Problem details: List each line of the items below that contains the word "white", copying every such line in full.

Materials provided:
+ + + + +
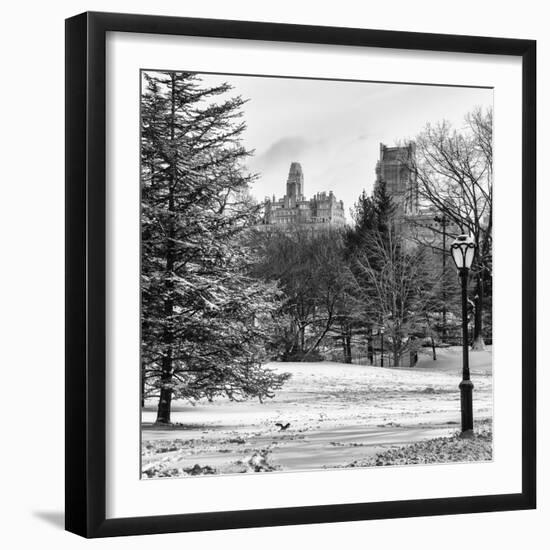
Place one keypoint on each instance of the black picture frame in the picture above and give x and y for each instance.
(86, 284)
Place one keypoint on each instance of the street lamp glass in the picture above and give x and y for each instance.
(463, 251)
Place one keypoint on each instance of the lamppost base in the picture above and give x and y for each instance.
(466, 408)
(468, 434)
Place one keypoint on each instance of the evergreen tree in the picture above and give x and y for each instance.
(205, 320)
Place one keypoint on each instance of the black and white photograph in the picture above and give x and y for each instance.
(316, 274)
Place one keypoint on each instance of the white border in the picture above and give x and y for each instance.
(127, 495)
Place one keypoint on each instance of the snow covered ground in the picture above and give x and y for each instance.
(338, 414)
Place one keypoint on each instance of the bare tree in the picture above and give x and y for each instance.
(454, 174)
(395, 283)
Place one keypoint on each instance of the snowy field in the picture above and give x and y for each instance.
(338, 414)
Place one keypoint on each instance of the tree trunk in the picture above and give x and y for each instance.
(370, 347)
(165, 401)
(478, 344)
(396, 357)
(346, 339)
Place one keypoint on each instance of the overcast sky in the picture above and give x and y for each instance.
(334, 128)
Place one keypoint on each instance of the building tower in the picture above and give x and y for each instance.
(295, 183)
(395, 169)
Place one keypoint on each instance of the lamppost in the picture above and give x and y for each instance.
(463, 251)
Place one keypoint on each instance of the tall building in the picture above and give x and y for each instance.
(395, 169)
(419, 224)
(321, 211)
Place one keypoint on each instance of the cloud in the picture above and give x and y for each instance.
(286, 149)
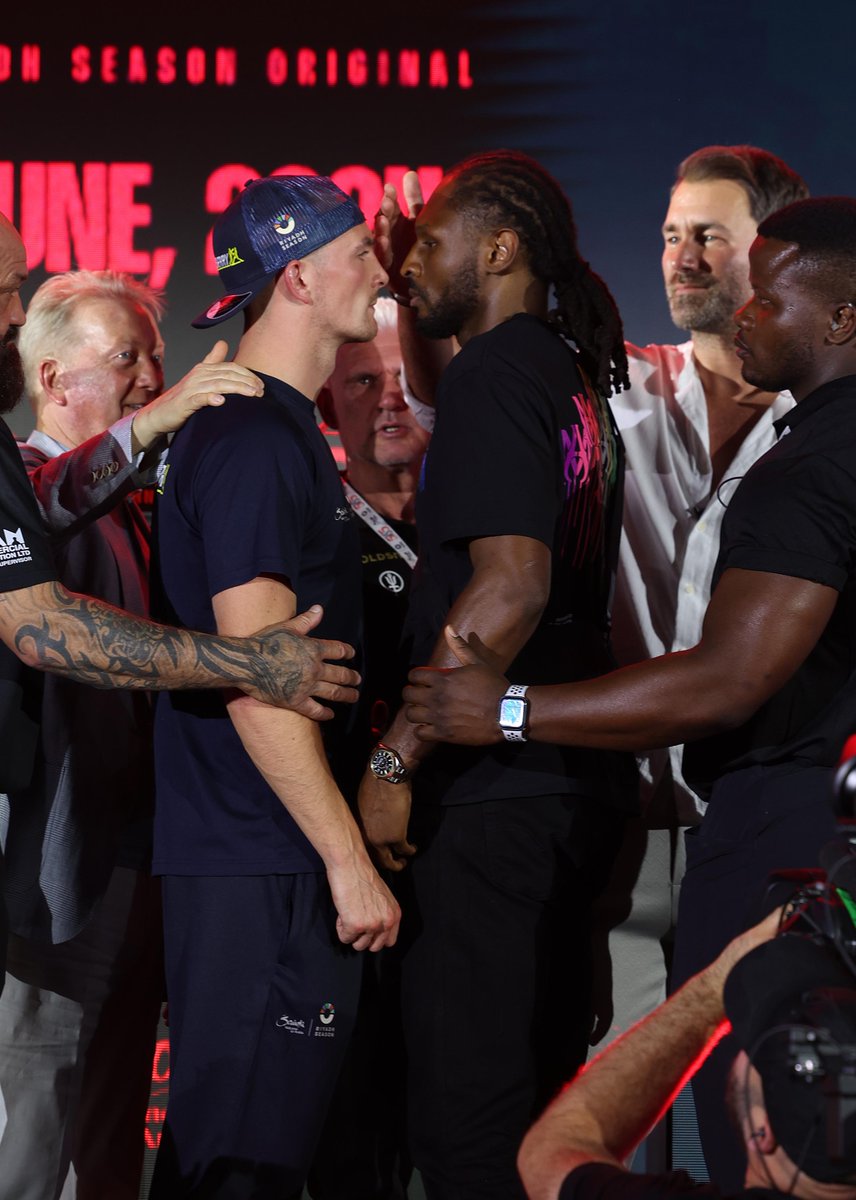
+ + + + +
Reply to the task:
Place one keypoint on each instance of the black and white photograph in the picture above and give x and y for each instance.
Place one keypoint on each instance of the white border in the picture above and give x and y for each instance.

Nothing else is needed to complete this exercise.